Воплощением этих страхов является у Хармса образ ползущего, но уже разлагающегося трупа старухи (хотя умерла она всего лишь несколько часов назад):
Может быть, это только показалось, но мне в лицо пахнул приторный запах начавшегося разложения. Я заглянул в приотворенную дверь и, на мгновение, застыл на месте. Старуха на четвереньках медленно ползла ко мне навстречу. (178)
<…>
Да, в комнате определенно пахло трупом. Я перешагнул через старуху, подошел к окну и сел в кресло. Только бы мне не стало дурно от этого пока еще хоть и слабого, но все-таки нестерпимого запаха. Я закурил трубку. Меня подташнивало, и немного болел живот.
Ну что же я так сижу? Надо действовать скорее, пока эта старуха окончательно не протухла. Но, во всяком случае, в чемодан ее надо запихивать осторожно, потому что как раз тут-то она и может тяпнуть меня за палец. (182)
Повторенная деталь — «нестерпимый запах» трупа — позволяет развернуть цепь гораздо более серьезных параллелей: это и «тлетворный дух», исходящий от тела святого старца Зосимы, так потрясший Алешу Карамазова; и, в особенности, центральная в «Преступлении и наказании» тема воскрешения Лазаря (уже через несколько дней сильно затронутого тлением), возникающая в романе дважды: в разговоре Раскольникова с Порфирием Петровичем, а затем с Соней в эпизоде чтения Евангелия; и a fortiori Воскресение Христа (ср. описание картины Гольбейна «Мертвый Христос» в романе «Идиот»), и вообще воскресение мертвых.

[Извлечённые записи данных]

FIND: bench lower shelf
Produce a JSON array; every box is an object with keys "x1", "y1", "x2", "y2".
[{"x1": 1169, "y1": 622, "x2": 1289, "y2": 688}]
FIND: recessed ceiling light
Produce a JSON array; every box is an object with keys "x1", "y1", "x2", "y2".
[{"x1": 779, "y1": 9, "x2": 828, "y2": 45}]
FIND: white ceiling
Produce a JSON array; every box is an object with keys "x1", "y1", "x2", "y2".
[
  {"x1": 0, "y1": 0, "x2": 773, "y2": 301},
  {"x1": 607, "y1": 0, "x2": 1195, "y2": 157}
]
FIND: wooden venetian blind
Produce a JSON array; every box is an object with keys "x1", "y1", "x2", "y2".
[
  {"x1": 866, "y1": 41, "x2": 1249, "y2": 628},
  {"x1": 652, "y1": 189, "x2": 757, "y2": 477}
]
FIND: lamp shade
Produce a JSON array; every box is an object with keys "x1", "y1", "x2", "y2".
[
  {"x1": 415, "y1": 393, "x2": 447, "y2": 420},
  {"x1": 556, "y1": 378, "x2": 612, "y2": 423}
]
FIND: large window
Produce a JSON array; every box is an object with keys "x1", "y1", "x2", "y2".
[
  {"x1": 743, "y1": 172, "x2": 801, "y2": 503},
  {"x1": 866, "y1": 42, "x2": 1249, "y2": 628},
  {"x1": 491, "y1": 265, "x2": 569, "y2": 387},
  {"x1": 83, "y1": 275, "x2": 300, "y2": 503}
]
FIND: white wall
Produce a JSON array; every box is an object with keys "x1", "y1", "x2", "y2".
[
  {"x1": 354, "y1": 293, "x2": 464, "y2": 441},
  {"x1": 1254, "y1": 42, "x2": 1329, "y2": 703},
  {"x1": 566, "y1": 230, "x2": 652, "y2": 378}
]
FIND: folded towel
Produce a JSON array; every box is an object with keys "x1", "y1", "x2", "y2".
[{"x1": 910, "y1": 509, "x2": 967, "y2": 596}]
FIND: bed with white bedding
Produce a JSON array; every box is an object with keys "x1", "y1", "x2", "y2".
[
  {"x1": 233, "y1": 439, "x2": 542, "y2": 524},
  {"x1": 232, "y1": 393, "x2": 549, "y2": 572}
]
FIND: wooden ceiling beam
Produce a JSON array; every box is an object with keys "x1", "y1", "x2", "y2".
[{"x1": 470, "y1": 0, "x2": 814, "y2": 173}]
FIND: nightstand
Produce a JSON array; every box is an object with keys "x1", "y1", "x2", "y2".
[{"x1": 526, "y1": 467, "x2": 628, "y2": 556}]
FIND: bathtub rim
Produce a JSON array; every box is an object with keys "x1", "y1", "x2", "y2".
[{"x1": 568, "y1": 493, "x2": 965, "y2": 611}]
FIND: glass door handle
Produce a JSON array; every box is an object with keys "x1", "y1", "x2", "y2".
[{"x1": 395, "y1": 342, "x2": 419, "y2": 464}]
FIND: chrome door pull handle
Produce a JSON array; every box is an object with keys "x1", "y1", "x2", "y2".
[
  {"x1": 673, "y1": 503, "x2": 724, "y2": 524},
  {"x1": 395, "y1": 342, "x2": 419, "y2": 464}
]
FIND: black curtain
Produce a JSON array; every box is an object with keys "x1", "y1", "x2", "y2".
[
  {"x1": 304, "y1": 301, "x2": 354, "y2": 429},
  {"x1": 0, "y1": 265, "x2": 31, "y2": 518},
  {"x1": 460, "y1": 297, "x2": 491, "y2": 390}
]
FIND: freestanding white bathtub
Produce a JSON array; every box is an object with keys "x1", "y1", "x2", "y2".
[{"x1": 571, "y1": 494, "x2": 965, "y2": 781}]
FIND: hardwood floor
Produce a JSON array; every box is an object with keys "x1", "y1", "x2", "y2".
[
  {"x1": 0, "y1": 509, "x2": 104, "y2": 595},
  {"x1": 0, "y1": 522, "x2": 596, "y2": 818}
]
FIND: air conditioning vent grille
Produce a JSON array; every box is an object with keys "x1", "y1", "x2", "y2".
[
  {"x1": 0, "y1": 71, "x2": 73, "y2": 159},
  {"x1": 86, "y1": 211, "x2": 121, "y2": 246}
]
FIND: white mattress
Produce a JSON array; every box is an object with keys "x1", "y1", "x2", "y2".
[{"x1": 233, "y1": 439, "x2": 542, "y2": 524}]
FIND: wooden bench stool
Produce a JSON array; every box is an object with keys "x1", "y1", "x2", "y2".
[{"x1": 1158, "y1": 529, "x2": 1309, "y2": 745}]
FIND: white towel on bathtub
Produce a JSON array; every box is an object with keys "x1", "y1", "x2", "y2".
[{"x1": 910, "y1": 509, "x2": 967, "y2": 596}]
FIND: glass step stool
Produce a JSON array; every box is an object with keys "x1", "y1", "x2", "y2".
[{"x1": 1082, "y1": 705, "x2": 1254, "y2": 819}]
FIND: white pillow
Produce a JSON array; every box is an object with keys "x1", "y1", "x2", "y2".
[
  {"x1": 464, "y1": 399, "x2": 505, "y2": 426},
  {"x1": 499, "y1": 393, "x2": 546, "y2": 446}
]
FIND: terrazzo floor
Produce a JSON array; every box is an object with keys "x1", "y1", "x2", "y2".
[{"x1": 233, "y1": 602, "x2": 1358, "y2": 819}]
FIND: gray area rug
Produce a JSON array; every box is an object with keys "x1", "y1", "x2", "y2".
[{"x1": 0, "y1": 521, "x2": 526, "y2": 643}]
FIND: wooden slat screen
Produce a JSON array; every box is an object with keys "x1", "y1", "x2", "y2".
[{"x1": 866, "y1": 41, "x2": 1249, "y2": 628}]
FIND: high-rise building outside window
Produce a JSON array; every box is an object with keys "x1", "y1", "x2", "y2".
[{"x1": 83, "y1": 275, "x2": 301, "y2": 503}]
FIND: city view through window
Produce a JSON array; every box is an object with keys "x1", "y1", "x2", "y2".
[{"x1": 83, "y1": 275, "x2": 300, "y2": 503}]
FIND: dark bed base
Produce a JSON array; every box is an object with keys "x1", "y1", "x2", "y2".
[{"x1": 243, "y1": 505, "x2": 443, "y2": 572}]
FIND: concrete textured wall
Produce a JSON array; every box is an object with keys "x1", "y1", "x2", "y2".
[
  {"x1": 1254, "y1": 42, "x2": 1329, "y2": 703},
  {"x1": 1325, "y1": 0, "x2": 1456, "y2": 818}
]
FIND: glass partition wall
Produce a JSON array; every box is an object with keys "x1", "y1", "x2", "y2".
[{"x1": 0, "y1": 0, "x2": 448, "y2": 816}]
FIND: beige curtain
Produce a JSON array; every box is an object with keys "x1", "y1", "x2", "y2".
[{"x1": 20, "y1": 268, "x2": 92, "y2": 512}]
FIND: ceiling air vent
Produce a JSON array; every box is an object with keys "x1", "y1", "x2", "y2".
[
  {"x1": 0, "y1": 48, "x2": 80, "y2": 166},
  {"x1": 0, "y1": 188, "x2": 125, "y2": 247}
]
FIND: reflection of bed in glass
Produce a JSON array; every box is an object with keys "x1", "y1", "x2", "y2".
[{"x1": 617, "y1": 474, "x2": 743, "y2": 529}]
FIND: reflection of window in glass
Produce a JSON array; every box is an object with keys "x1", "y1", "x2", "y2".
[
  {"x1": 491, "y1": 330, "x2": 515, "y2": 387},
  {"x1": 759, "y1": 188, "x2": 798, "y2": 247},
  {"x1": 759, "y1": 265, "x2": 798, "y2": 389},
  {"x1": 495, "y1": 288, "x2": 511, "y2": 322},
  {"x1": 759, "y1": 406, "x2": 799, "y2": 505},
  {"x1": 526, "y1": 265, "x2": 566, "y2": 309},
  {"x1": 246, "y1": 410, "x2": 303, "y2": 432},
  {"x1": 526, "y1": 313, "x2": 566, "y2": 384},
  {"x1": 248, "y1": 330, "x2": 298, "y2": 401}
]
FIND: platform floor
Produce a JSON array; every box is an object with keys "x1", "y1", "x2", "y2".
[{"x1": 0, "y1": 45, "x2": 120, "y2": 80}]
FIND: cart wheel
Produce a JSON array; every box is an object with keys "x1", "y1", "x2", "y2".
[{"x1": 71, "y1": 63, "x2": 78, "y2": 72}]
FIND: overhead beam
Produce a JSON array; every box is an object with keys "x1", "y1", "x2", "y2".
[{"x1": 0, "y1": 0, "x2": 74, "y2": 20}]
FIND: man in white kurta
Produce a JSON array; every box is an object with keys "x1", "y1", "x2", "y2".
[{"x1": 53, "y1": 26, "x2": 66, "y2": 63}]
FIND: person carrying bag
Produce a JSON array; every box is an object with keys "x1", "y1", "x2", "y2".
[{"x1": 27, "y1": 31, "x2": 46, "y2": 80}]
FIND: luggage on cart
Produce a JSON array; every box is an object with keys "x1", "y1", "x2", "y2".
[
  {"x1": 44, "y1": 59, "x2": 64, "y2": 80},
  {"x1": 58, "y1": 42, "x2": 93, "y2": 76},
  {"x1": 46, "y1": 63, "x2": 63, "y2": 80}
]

_Обязательные задания:_
A. В каких двух разговорах, согласно тексту о Хармсе, возникает в «Преступлении и наказании» тема воскрешения Лазаря?
B. Продолжите текст о Хармсе, начав сразу после его последнего предложения.

_Ответы:_
A. В разговоре Раскольникова с Порфирием Петровичем и затем в разговоре с Соней в эпизоде чтения Евангелия.

B.
Несмотря на несомненную пародийную составляющую «Старухи», было бы сильным упрощением свести к ней всю повесть. Последний пример подводит нас к самой сути философии Хармса, которая перекликается с мыслями Достоевского о вере и безверии. И неудивительно, что, как и у Достоевского, эта тема проявляется в ходе трех философских диалогов, составляющих структуру текста Хармса.
Таким образом, при всей правомерности рассмотрения повести «Старуха» как пародии, такого подхода оказывается недостаточно, чтобы оценить всю глубину этого произведения. Как совершенно справедливо указал Р. Айзлвуд: «Может показаться, что в раскрытии этих тем заложены элементы пародии, но, в конечном счете, Хармс не преуменьшает их важности; скорее он переносит их из области идей в область повседневного бытия»[520].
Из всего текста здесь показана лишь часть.